BEGIN Dataset records
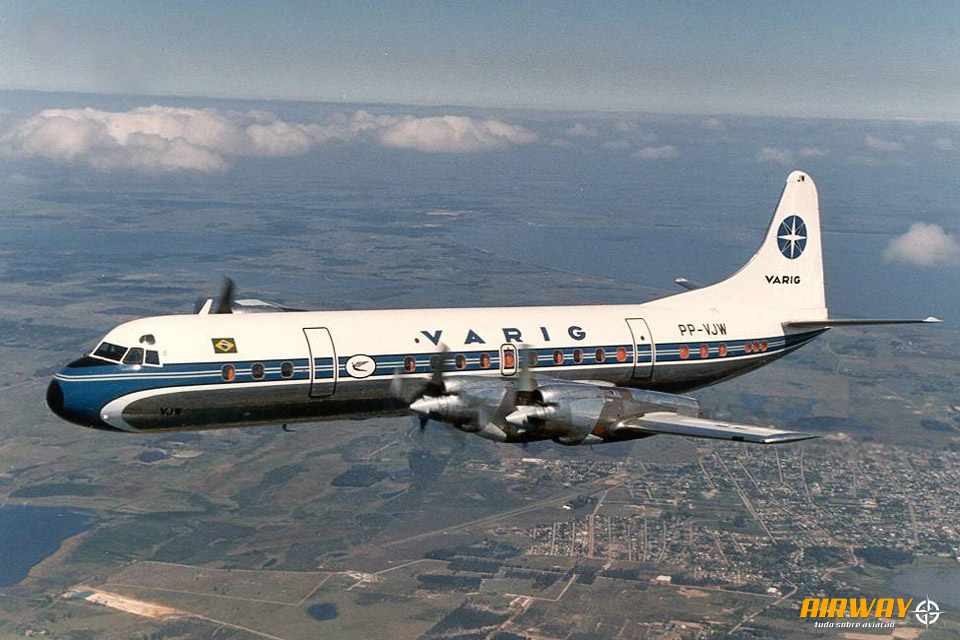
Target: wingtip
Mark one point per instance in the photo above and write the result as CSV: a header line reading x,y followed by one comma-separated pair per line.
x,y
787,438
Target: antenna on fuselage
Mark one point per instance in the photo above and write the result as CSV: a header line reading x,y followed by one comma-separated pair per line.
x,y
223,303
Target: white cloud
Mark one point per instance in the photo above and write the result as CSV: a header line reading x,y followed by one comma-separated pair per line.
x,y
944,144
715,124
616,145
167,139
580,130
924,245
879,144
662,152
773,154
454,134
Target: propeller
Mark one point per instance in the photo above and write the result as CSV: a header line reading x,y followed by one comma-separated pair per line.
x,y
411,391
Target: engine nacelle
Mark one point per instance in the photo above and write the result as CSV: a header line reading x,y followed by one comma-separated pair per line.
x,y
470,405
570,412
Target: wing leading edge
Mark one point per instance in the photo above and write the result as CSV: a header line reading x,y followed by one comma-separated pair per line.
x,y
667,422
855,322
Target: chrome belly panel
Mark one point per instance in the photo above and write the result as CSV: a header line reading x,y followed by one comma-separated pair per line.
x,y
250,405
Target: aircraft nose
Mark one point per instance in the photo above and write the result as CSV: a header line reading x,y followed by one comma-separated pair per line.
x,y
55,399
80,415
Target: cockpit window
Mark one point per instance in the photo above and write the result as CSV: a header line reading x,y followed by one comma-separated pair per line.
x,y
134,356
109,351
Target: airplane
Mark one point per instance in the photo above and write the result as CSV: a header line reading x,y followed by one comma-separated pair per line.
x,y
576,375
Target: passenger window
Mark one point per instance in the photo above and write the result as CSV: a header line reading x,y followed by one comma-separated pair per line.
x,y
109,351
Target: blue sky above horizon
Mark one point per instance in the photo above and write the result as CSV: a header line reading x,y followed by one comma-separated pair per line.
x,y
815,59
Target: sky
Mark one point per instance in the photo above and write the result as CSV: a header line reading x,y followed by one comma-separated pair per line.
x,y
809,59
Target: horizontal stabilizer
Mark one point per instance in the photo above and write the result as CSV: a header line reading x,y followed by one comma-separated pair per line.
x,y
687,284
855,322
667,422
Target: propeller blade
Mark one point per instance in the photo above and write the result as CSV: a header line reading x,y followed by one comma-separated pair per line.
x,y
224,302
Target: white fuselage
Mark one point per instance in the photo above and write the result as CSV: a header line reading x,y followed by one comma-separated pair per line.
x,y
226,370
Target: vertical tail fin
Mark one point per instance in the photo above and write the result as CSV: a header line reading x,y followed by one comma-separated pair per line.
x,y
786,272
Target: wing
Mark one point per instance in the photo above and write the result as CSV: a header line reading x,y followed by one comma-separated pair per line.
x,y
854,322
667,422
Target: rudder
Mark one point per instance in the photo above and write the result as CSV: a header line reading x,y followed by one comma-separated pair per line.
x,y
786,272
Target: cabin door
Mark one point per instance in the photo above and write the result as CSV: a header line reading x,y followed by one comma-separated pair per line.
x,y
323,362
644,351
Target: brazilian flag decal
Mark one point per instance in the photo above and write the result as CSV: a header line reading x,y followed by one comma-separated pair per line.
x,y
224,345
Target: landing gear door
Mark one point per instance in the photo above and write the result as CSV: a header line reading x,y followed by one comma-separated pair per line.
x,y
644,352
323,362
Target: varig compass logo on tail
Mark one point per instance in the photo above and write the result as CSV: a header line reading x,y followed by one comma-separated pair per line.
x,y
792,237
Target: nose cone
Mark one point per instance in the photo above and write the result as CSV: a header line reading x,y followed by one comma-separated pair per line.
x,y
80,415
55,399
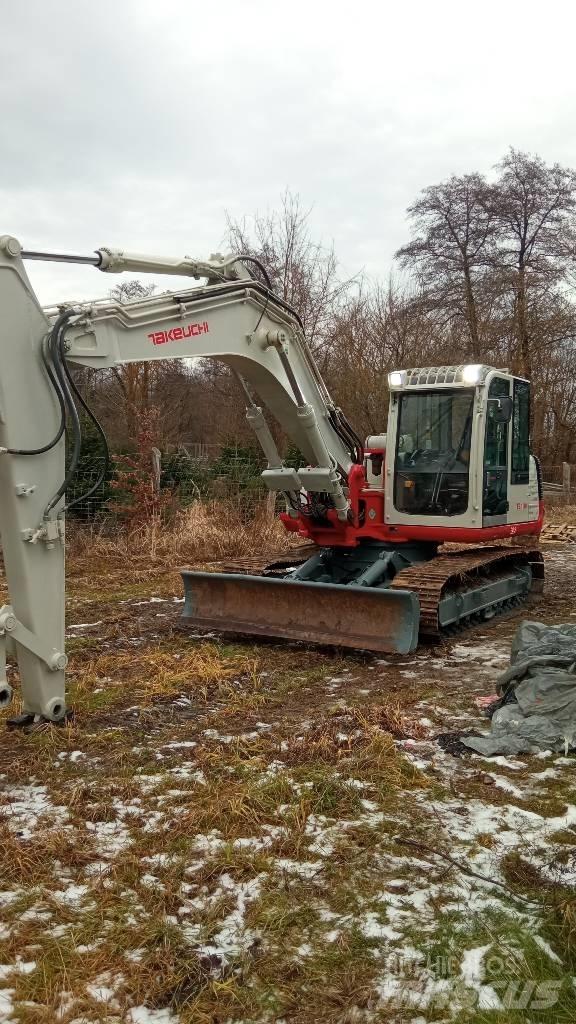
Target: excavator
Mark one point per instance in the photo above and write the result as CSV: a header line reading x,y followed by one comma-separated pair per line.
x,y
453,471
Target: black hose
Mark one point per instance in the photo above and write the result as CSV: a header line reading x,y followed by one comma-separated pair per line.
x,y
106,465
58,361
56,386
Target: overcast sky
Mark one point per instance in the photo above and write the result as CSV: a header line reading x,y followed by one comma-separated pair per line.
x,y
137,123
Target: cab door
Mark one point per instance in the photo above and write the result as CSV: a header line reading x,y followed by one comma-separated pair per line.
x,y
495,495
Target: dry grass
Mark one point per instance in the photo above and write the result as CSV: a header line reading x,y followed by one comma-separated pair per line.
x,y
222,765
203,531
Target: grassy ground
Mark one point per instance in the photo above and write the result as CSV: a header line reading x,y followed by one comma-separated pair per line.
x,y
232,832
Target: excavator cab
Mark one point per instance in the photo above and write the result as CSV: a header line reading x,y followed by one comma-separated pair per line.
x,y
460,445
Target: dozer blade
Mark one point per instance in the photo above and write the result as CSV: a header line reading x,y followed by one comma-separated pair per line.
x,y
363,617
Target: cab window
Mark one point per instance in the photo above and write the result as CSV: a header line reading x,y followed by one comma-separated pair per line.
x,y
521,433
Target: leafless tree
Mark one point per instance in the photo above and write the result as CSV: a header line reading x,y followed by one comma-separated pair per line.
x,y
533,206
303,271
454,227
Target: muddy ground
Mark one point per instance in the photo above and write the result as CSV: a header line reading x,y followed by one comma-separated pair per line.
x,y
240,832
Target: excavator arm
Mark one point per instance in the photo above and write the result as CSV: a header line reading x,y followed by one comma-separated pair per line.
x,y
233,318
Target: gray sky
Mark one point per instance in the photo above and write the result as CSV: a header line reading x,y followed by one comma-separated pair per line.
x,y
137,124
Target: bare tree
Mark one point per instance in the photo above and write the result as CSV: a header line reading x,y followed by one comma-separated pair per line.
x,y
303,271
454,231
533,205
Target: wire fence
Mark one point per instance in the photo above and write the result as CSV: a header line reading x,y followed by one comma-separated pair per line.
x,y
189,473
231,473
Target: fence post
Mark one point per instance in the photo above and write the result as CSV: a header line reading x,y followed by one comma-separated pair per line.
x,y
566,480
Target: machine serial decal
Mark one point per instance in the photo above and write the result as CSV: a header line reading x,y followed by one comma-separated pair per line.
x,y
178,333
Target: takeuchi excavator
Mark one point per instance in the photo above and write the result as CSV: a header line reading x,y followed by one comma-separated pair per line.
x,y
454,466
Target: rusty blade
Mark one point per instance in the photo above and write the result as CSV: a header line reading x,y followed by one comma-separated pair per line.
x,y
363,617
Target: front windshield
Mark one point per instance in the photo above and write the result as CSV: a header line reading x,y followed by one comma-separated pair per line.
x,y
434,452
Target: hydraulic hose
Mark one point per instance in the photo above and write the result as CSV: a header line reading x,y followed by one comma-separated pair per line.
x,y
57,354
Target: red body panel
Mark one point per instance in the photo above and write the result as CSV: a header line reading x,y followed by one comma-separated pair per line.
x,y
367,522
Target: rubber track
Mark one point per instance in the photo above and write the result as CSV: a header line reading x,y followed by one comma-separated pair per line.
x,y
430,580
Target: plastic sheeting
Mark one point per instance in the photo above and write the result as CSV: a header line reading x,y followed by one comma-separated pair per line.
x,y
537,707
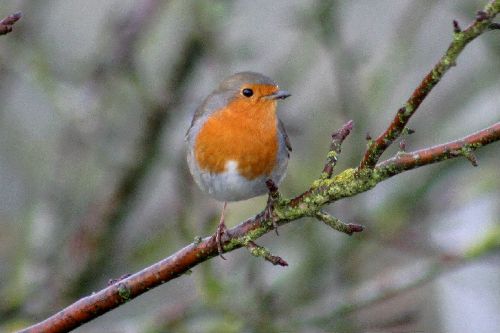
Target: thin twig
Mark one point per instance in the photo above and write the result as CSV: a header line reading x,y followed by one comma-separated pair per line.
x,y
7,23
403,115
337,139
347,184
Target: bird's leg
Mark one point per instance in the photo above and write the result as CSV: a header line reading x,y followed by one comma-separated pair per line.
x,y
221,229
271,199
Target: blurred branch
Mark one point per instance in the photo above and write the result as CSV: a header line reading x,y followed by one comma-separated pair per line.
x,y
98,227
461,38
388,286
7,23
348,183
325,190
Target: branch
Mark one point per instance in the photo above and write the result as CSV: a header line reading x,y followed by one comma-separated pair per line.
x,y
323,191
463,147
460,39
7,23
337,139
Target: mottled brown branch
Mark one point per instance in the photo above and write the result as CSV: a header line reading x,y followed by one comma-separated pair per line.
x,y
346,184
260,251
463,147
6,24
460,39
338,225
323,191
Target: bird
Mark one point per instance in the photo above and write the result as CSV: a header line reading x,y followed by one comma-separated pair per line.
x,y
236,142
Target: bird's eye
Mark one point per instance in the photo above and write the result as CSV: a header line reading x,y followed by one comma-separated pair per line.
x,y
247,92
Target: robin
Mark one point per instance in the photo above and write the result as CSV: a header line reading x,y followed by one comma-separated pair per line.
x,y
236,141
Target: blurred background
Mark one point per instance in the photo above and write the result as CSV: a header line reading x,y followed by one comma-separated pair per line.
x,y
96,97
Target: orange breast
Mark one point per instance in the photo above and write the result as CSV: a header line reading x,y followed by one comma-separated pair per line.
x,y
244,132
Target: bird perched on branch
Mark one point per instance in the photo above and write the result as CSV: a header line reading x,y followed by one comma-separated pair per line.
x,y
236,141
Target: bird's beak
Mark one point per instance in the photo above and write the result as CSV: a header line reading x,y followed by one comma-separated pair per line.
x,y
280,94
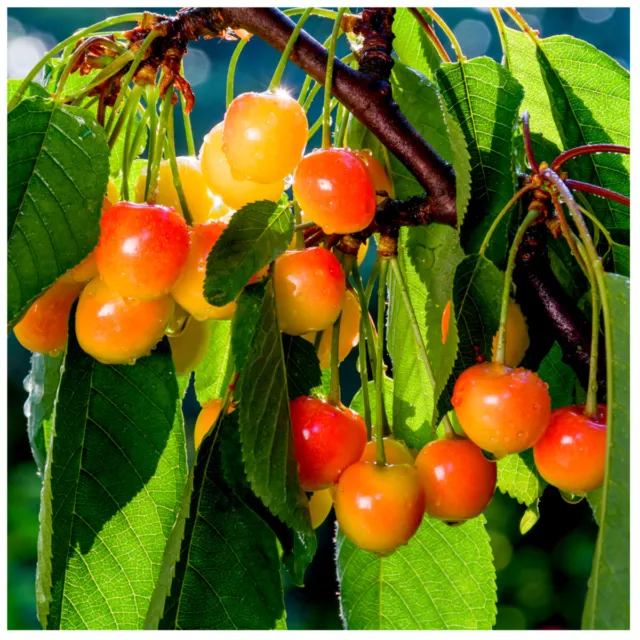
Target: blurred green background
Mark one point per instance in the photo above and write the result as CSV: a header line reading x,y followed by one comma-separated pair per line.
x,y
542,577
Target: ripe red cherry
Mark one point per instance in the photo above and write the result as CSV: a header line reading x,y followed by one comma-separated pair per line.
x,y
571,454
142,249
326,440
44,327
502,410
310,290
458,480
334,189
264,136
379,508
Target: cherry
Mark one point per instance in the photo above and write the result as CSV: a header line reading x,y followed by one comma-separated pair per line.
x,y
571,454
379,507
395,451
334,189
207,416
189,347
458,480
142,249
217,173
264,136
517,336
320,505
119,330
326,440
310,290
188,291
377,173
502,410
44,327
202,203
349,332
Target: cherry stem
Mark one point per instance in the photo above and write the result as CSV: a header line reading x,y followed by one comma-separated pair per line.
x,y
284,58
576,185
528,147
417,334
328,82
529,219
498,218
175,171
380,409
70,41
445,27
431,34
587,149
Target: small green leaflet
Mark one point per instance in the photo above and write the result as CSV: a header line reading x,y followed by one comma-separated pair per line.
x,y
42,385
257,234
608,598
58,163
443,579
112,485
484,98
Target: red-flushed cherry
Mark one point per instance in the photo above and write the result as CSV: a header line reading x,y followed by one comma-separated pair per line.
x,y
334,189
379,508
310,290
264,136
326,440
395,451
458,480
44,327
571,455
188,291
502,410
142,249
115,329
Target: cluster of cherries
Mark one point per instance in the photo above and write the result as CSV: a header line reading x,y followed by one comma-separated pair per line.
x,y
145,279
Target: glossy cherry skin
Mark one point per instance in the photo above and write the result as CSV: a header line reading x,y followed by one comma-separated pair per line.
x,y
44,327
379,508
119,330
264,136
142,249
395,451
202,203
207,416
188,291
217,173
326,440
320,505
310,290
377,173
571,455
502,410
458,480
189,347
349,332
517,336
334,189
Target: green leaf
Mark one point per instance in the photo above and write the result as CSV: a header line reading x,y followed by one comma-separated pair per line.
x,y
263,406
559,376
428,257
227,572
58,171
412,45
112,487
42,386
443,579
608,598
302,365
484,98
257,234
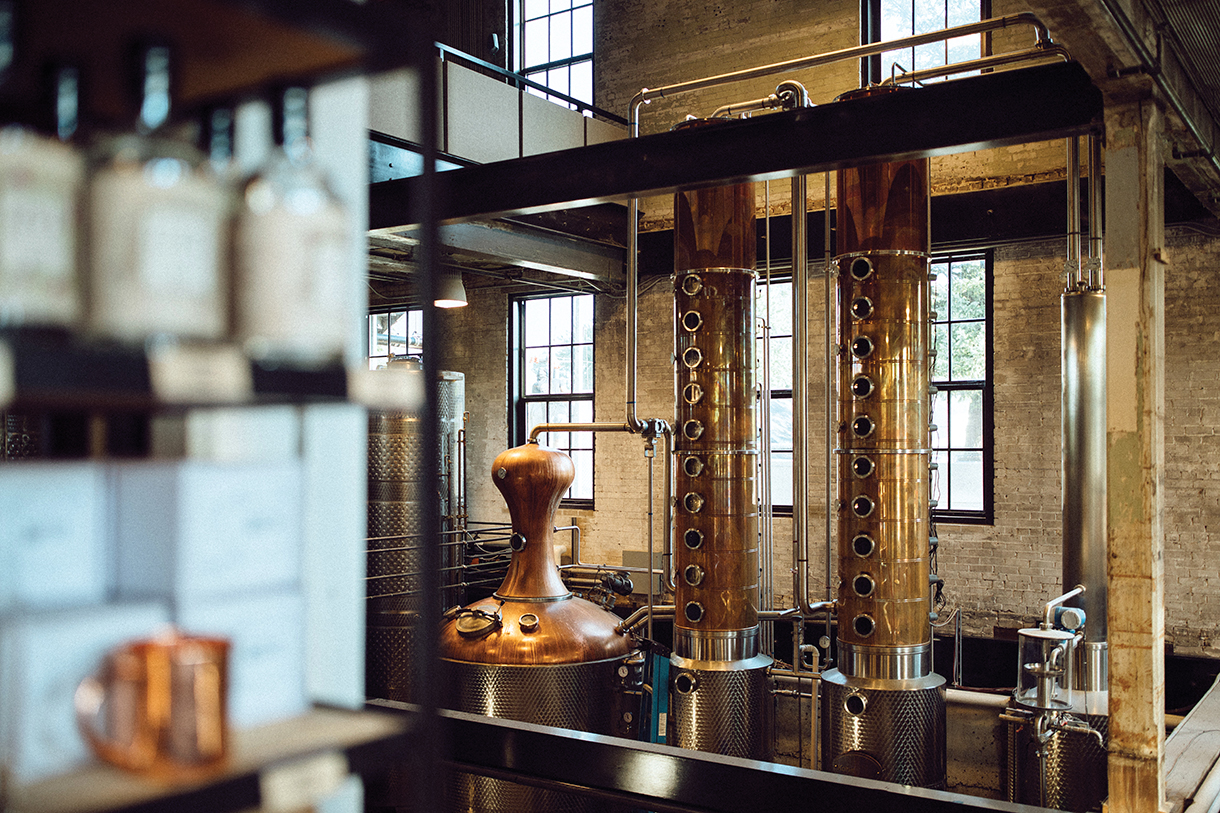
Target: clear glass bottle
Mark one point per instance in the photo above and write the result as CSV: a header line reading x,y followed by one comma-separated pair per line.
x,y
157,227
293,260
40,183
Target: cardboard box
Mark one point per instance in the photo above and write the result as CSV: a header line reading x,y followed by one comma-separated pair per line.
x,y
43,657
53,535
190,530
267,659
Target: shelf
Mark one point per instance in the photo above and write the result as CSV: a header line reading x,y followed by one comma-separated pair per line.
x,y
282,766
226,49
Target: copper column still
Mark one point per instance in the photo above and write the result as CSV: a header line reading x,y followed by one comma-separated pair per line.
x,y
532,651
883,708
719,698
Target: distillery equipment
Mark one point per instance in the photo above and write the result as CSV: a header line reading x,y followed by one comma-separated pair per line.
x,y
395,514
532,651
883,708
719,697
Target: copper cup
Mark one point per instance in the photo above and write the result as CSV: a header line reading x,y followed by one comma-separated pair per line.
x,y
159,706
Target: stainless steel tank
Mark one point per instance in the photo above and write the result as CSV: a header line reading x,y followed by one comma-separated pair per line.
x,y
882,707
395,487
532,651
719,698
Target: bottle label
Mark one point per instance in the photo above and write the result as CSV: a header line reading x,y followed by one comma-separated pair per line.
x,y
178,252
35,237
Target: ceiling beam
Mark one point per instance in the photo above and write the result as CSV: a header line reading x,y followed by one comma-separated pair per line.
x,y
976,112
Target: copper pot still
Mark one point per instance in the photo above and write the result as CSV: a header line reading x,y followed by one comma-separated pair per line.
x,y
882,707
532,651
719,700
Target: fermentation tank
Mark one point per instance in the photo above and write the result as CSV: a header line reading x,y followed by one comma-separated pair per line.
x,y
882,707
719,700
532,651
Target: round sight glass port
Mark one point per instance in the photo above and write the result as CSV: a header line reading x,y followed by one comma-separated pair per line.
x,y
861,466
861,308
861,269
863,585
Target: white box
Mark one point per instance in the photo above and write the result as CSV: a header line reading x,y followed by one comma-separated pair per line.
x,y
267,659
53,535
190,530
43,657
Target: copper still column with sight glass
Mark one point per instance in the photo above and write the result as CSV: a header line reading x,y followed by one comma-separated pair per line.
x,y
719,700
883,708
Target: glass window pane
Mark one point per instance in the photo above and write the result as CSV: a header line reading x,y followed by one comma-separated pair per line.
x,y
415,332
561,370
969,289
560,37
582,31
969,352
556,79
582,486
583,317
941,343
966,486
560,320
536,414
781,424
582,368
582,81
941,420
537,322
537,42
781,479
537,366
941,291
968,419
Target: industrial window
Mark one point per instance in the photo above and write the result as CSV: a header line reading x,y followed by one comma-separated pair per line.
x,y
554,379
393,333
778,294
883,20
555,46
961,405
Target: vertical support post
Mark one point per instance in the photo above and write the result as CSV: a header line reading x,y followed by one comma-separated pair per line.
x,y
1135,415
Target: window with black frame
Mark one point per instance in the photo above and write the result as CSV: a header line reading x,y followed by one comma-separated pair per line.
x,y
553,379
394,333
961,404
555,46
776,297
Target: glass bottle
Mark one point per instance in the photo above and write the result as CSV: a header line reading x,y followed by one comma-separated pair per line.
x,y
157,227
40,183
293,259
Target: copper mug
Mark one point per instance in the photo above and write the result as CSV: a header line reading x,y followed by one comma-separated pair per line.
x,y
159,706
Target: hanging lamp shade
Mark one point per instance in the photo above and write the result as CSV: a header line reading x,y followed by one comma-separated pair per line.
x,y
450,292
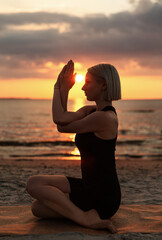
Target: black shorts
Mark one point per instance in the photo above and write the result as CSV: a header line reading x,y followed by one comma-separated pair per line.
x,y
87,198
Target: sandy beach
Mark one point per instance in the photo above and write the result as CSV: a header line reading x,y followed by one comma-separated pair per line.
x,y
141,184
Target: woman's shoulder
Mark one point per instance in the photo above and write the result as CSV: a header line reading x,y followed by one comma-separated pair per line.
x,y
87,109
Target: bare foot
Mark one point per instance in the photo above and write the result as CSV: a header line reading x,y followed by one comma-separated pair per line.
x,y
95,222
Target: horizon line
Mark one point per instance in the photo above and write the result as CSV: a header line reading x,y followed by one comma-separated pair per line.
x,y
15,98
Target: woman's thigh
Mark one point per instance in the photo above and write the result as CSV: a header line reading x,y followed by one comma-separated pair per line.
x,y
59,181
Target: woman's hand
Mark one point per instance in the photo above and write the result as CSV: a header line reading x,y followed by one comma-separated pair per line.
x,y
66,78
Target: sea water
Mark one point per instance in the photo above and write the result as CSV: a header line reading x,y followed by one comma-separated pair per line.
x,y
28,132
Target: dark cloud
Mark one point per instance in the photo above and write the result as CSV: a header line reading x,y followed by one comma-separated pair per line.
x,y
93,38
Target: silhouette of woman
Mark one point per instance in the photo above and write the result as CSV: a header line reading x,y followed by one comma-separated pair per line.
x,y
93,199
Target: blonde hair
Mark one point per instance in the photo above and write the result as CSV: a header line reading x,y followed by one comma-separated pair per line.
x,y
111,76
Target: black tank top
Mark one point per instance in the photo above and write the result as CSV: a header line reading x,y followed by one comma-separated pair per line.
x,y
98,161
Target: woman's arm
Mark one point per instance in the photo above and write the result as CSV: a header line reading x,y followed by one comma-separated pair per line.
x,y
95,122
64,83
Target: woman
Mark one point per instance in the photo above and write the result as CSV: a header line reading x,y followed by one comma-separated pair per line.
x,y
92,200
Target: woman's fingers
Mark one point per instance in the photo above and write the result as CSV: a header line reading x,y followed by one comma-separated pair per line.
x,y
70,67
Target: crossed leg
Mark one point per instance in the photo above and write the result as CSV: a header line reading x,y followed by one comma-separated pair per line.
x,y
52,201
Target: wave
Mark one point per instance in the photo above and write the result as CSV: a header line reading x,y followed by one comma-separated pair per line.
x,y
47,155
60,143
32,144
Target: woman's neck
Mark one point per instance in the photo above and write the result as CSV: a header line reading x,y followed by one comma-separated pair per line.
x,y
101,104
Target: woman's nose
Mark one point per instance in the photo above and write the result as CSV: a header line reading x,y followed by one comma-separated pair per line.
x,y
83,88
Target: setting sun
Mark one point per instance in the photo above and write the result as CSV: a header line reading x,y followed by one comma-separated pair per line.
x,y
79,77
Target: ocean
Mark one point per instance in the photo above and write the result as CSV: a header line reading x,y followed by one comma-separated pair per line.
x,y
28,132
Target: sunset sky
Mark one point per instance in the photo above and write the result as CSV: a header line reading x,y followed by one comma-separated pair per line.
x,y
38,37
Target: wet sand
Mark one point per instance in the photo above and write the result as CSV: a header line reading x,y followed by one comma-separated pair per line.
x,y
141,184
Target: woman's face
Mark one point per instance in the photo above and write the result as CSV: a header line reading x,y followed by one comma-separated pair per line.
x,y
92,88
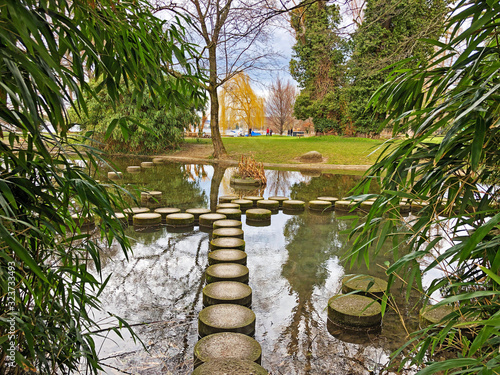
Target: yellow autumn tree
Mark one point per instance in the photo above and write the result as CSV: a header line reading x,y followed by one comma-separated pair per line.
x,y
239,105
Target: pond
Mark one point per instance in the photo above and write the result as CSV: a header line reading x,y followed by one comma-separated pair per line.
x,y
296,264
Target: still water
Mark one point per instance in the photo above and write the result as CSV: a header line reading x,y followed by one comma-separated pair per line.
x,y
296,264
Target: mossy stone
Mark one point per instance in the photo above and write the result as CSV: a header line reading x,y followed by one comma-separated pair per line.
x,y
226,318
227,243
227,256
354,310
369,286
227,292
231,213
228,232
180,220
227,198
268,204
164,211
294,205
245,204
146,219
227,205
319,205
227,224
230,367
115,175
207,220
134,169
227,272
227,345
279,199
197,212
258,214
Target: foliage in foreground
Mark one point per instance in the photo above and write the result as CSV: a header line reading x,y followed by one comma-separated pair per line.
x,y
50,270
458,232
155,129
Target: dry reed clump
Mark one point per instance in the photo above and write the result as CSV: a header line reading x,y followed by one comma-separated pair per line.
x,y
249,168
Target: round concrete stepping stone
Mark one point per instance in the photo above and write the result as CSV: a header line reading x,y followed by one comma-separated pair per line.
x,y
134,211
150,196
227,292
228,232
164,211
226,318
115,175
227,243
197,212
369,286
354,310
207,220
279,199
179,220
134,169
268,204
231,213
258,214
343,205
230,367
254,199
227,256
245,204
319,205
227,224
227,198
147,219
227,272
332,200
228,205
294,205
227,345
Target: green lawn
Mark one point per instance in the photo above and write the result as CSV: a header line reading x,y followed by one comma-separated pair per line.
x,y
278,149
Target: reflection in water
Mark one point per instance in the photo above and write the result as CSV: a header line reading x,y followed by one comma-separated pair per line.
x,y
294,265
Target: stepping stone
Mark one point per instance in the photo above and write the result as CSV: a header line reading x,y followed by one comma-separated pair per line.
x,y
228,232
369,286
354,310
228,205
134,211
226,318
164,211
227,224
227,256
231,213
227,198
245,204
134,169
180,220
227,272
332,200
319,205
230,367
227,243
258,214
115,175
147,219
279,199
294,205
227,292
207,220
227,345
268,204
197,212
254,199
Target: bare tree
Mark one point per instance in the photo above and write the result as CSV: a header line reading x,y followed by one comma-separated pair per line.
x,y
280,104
END Dataset records
-- What to do --
Convert the lines from the one containing "Target: round concrete stepping stone" through the end of the records, inclusive, into a numbered list, leaving out any blank lines.

-- Written solution --
1. Target: round concrete stepping stone
2. Mark one point per instance in the photo above and write the result as CSV: a header line reading x,y followed by one comma-separated pair per line.
3. x,y
4. 134,211
5. 150,196
6. 227,292
7. 228,232
8. 164,211
9. 226,318
10. 115,175
11. 227,243
12. 197,212
13. 369,286
14. 354,310
15. 207,220
16. 279,199
17. 179,220
18. 134,169
19. 268,204
20. 231,213
21. 258,214
22. 343,205
23. 230,367
24. 254,199
25. 227,256
26. 245,204
27. 319,205
28. 227,224
29. 227,198
30. 147,219
31. 227,272
32. 332,200
33. 228,205
34. 294,205
35. 227,345
36. Target: green lawn
37. Mark one point per instance in the photo above and write the result as CSV: a header line reading x,y followed by one comma-separated pair per line.
38. x,y
39. 278,149
40. Target: reflection in water
41. Mark one point per instance in the photo above and write the result as CSV: a header line reading x,y followed by one comma-separated pair per line.
42. x,y
43. 294,265
44. Target: stepping stone
45. Mark one point per instance in the photo above and write the result as CSV: a header line reading x,y followed by one comma-separated pair per line.
46. x,y
47. 228,232
48. 369,286
49. 354,310
50. 228,205
51. 134,211
52. 226,318
53. 164,211
54. 227,224
55. 227,256
56. 231,213
57. 227,198
58. 245,204
59. 134,169
60. 180,220
61. 227,272
62. 332,200
63. 319,205
64. 230,367
65. 227,243
66. 258,214
67. 115,175
68. 147,219
69. 279,199
70. 294,205
71. 227,292
72. 207,220
73. 227,345
74. 268,204
75. 197,212
76. 254,199
77. Target: bare tree
78. Mark one point per instance in the photo above and write the result as CSV: a header line reading x,y followed by one comma-separated pair per line.
79. x,y
80. 280,104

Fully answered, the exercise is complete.